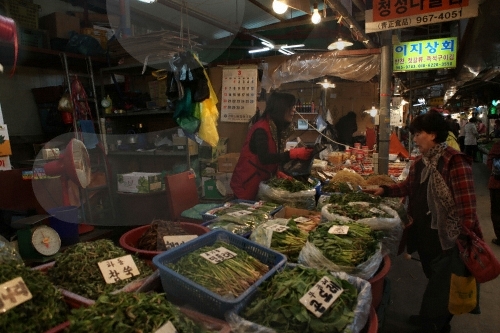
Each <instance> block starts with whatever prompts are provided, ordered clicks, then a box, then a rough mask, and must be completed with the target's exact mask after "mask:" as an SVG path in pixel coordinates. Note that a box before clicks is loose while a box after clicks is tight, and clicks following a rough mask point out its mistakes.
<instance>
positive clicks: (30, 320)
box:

...

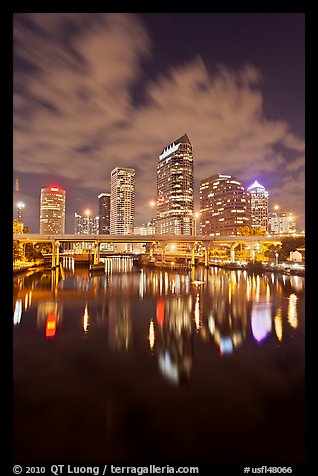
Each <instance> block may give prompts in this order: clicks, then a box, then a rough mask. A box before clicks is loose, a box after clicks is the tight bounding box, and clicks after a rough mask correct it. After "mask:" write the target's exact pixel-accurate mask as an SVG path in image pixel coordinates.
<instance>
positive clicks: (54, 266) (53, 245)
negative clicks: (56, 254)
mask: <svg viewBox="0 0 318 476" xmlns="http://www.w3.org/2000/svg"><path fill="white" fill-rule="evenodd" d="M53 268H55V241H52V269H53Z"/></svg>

--

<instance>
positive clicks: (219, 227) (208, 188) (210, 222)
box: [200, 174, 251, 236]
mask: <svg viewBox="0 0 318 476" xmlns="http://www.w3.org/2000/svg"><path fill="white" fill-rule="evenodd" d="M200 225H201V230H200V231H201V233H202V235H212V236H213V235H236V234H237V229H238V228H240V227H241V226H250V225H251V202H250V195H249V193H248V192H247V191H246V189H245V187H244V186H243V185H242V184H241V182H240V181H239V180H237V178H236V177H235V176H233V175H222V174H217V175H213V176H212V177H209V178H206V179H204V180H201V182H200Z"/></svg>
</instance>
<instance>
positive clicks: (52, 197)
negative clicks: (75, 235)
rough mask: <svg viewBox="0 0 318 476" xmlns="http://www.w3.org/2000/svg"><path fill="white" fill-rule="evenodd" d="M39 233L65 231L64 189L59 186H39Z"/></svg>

> _EXERCISE REQUIREMENTS_: Return every line of the items that contains the string "positive".

> _RESULT_:
positive clicks: (30, 320)
positive clicks: (54, 266) (53, 245)
positive clicks: (219, 227) (208, 188) (210, 222)
positive clicks: (52, 197)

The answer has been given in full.